### Exercise input
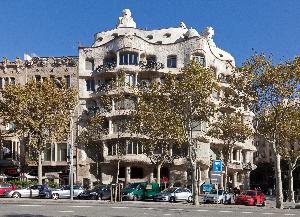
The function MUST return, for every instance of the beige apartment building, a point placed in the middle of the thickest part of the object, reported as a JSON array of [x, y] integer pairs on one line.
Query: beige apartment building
[[146, 56]]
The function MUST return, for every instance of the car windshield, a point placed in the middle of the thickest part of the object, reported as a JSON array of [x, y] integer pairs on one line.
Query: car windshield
[[170, 190], [133, 185], [214, 191], [250, 193]]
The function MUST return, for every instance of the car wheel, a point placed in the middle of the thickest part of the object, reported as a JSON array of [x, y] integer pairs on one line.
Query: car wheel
######
# Goal
Write out every line of the items above word for word, leaving out the pictures.

# Response to the task
The function MUST return, for every instance of the beige apartment building, a point placed in the middle of the thickest part of the object, reported as a JSON array of [x, y] integer pairs on one line.
Query: beige apartment building
[[146, 56]]
The function MUST return, for every instance of the car windshield, a point placed in the middle of the thickest part of the object, reported as a JSON array of [x, y] integer pairs on one line.
Query: car windshield
[[170, 190], [133, 185], [214, 191], [250, 193]]
The function MUST return, for every instance of the car wheel, a point placed in the middle of the thickest part of the object, reported as a JSON array of [x, y] integer pairs on one line.
Query: car wheel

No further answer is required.